> [EXTRAIT]

Hà faut-il craindre? oncq crainte n'esprouvay;
Je me retire en mon fort jusqu'au fond, etc.

Là dessus Arion se met à raconter en vers ses longues infortunes expliquées ensuite par la Vérité, d'où il suit qu'Arion, jeté en mer, est le roi de France fait prisonnier à Pavie, par trahison. Puis Lyon vient faire une sortie contre Henri VIII, au sujet des troubles d'Angleterre. A son tour, Paris expose les fatals exploits du comte de Nassau, en Picardie, et comme il battit en brèche la ville de Péronne. Europe prend ensuite la parole pour déplorer les conquêtes du sultan Soliman, menaçantes pour la chrétienté. Dans ce conflit de malheurs, Paris, Lyon et Aurelian (Orléans) réclament l'honneur de défendre le cueur d'Europe, c'est à dire la France. Lyon dit que cet honneur lui revient, en sa qualité de seul lion qui soit en France. Paris fait valoir ses droits de capitale, étant Paris sans pair. Aurelian observe qu'il a vaincu la reine de Palmyre. « Et moy, reprend Paris, ne suis-je » pas Pâris le beau fils de Priam ? »

Mais je (réplique Lyon), qui de nature
Suis la plus noble et forte créature, etc.

Voyez un peu tout ce qu'en dit cy Pline
En naturelle histoire et discipline, etc., etc.

> [DONNÉES]
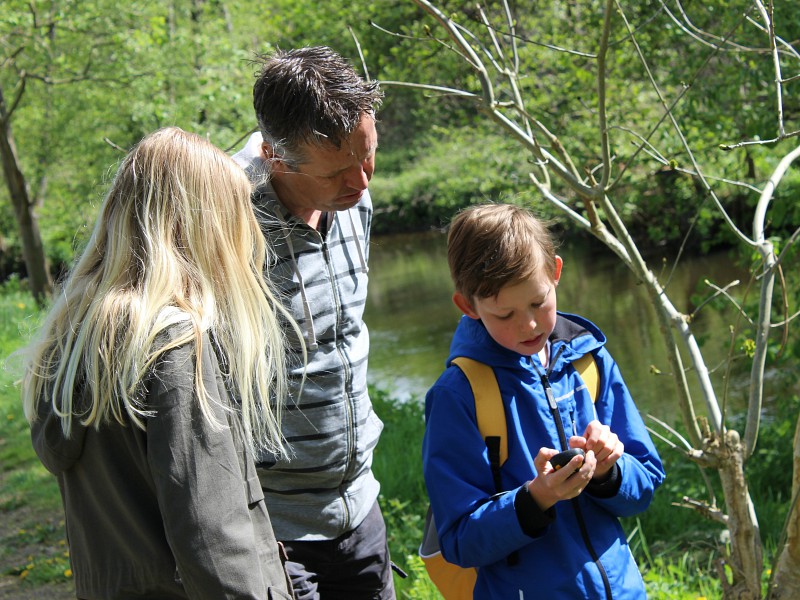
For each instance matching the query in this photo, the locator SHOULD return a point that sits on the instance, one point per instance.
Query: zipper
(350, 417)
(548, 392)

...

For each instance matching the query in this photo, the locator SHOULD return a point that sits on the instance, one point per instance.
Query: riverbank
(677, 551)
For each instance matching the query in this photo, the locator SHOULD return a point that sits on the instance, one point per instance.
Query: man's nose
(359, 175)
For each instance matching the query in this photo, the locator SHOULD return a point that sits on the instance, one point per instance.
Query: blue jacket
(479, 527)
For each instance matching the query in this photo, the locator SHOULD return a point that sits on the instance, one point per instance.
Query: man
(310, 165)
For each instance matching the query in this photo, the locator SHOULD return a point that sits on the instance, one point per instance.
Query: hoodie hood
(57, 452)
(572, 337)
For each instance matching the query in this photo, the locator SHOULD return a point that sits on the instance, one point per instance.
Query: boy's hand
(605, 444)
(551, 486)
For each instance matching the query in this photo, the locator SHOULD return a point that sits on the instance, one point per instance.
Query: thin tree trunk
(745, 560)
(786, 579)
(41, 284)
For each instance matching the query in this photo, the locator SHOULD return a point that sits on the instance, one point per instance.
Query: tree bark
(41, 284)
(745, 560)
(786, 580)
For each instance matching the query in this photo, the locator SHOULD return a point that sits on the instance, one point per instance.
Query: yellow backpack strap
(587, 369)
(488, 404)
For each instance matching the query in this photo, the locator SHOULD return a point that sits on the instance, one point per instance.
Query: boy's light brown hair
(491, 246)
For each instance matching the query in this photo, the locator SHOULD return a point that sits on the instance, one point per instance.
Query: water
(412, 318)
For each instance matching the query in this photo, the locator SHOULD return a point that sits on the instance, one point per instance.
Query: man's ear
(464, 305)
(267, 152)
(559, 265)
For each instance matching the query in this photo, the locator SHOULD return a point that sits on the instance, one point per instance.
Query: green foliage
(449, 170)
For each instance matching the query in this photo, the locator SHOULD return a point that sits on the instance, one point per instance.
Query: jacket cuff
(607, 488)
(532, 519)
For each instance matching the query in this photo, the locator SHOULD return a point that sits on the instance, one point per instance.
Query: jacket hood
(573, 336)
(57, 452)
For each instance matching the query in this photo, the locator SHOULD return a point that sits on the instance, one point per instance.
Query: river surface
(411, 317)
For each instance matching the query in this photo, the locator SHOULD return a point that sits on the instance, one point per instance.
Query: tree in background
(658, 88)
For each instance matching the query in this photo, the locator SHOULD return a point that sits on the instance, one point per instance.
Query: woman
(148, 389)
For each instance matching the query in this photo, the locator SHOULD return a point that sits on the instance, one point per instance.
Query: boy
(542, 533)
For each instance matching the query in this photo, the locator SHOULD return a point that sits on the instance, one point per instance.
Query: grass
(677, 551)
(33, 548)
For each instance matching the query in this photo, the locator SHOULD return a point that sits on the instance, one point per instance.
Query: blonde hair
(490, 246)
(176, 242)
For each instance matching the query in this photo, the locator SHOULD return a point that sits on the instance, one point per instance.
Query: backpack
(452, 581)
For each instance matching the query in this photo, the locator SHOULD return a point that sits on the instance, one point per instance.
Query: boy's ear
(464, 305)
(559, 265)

...

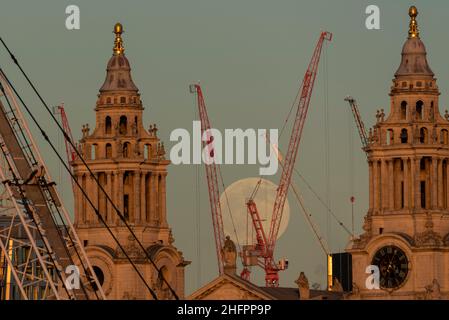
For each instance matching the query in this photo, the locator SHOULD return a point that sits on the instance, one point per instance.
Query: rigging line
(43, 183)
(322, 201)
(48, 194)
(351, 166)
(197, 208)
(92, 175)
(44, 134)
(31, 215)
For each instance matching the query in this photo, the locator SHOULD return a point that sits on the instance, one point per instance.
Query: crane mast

> [CONSIGNES DU PROBLÈME] Indiquez l'argument que Lyon avance dans l'extrait pour réclamer l'honneur de défendre la France. Les lignes ne sont pas utiles pour ce travail.

> [RÉPONSE RÉDIGÉE] Lyon dit que cet honneur lui revient parce qu'il est le seul lion qui soit en France.